Task instructions
Scan the material below for every line with the string "thin", and copy those lines.

=== Section Start ===

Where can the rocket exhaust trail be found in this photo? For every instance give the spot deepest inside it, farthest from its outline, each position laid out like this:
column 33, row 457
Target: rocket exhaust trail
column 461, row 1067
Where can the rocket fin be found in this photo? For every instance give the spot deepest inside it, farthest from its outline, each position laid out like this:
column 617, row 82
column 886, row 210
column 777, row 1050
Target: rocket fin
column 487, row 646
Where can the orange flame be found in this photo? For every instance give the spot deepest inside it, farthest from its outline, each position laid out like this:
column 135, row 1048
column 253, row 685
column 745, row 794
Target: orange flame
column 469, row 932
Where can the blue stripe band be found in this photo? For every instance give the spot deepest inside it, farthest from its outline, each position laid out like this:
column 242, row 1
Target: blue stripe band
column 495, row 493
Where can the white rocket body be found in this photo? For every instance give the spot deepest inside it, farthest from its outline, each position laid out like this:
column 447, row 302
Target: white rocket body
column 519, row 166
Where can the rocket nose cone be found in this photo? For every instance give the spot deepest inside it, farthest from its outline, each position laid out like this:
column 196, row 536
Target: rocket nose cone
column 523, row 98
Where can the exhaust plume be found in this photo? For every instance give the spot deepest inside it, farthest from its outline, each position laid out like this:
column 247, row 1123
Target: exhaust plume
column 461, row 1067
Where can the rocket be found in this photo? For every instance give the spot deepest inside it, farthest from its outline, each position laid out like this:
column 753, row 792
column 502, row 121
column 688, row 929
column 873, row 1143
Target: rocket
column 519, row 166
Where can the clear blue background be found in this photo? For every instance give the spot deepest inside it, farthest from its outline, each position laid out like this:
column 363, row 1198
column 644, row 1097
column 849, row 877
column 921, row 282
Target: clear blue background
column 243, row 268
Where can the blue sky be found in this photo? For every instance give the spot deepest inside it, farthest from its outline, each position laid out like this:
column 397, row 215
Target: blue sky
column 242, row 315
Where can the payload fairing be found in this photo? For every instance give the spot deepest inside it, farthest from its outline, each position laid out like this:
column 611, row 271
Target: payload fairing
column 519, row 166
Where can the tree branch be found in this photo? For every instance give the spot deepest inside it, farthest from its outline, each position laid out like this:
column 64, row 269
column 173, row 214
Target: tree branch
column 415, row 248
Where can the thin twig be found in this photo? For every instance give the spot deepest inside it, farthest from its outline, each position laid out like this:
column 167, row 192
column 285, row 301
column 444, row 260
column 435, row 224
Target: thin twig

=== Section End ===

Result of the task
Where can the thin twig be found in this photo? For every instance give the spot deepest inside it, farthest from its outline, each position laid out like this:
Target: thin twig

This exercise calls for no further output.